[Begin Document excerpt]
Finally, the bill would dedicate hundreds of millions of dollars to helping communities prepare for worsening floods, heat, and fires in the name of climate justice. One program would help tribes relocate away from areas threatened by climate change, and other investments would help disadvantaged communities improve their water and physical infrastructure.

By the time the bill passed the House of Representatives, progressive Democrats had already made some concessions that weakened some of the key provisions. They scaled down the overall cost of the bill and cut some proposals, including setting a national standard to reach 80 percent clean energy by 2030. All of that was to appease Manchin. It just didn’t work.

“Utter nonsense,” a “catastrophic failure”: The climate community reacts

Manchin released a statement after his Fox appearance elaborating on why he said “I just can’t” vote for the legislation. Several of his complaints targeted the climate provisions in the bill. He said the Build Back Better Act would harm the electric grid and increase dependence on foreign supply chains. He worried a faster energy transition “will have catastrophic consequences for the American people like we have seen in both Texas and California in the last two years”— likely a reference to power outages and volatile energy rates from extreme weather the past few years. (In fact, a major reason his West Virginia constituents have faced higher utility rates in recent years is coal is getting more expensive.)
[End Document excerpt]
[Begin Records for this task]
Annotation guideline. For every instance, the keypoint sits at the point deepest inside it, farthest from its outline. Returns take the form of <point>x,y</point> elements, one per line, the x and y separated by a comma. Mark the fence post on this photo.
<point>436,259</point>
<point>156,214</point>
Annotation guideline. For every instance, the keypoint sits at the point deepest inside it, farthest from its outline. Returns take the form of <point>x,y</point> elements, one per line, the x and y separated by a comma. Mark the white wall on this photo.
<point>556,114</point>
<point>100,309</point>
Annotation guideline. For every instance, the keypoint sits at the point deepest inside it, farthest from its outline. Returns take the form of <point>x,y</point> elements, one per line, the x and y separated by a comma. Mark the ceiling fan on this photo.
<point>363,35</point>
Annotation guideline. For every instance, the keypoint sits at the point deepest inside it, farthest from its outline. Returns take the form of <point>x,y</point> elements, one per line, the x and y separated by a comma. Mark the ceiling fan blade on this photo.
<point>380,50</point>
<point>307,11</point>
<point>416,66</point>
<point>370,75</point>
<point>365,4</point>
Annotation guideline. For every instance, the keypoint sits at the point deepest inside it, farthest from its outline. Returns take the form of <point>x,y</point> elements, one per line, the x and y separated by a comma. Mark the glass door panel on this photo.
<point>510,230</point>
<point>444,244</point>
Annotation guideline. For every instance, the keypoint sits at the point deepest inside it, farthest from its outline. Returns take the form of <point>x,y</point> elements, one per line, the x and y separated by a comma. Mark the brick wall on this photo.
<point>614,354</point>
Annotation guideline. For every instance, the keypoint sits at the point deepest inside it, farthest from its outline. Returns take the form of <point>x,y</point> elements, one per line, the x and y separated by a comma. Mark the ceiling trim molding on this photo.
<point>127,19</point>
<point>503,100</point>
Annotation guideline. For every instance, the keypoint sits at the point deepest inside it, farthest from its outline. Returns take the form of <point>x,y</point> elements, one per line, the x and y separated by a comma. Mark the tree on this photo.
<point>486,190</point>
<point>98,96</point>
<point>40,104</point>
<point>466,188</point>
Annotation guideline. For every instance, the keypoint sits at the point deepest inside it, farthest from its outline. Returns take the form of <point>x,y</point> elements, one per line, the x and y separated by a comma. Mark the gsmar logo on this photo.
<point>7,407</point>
[End Records for this task]
** Short problem A **
Quote the entire climate bill excerpt word for word.
** Short problem B **
Print, unchanged, the stretch of the records from the line containing "white wall on this photo." through the line containing "<point>614,354</point>", and nothing else.
The climate bill excerpt and the records are independent of each other.

** Full solution A **
Finally, the bill would dedicate hundreds of millions of dollars to helping communities prepare for worsening floods, heat, and fires in the name of climate justice. One program would help tribes relocate away from areas threatened by climate change, and other investments would help disadvantaged communities improve their water and physical infrastructure.

By the time the bill passed the House of Representatives, progressive Democrats had already made some concessions that weakened some of the key provisions. They scaled down the overall cost of the bill and cut some proposals, including setting a national standard to reach 80 percent clean energy by 2030. All of that was to appease Manchin. It just didn’t work.

“Utter nonsense,” a “catastrophic failure”: The climate community reacts

Manchin released a statement after his Fox appearance elaborating on why he said “I just can’t” vote for the legislation. Several of his complaints targeted the climate provisions in the bill. He said the Build Back Better Act would harm the electric grid and increase dependence on foreign supply chains. He worried a faster energy transition “will have catastrophic consequences for the American people like we have seen in both Texas and California in the last two years”— likely a reference to power outages and volatile energy rates from extreme weather the past few years. (In fact, a major reason his West Virginia constituents have faced higher utility rates in recent years is coal is getting more expensive.)

** Full solution B **
Annotation guideline. For every instance, the keypoint sits at the point deepest inside it, farthest from its outline. Returns take the form of <point>x,y</point> elements, one per line, the x and y separated by a comma. Mark the white wall on this photo.
<point>556,114</point>
<point>100,309</point>
Annotation guideline. For every instance, the keypoint sits at the point deepest inside it, farthest from its outline. Returns take the form of <point>x,y</point> elements, one per line, the x and y separated by a comma. Mark the ceiling fan on this photo.
<point>363,35</point>
Annotation guideline. For every instance, the keypoint sits at the point deepest inside it, farthest from its outline. Returns take the form of <point>x,y</point> elements, one per line, the x and y separated by a comma. Mark the ceiling fan blade on this photo.
<point>380,50</point>
<point>307,11</point>
<point>416,66</point>
<point>370,75</point>
<point>365,4</point>
Annotation guideline. For every instance, the keypoint sits at the point deepest inside it, farthest from its outline. Returns take the form of <point>x,y</point> elements, one per line, the x and y separated by a comma. Mark the glass door panel on this photo.
<point>510,230</point>
<point>444,244</point>
Annotation guideline. For every instance, the keypoint sits at the point deepest inside it, farthest from its outline. Returns take the form of <point>x,y</point> elements, one per line, the x and y separated by a comma. Mark the brick wall on this photo.
<point>614,354</point>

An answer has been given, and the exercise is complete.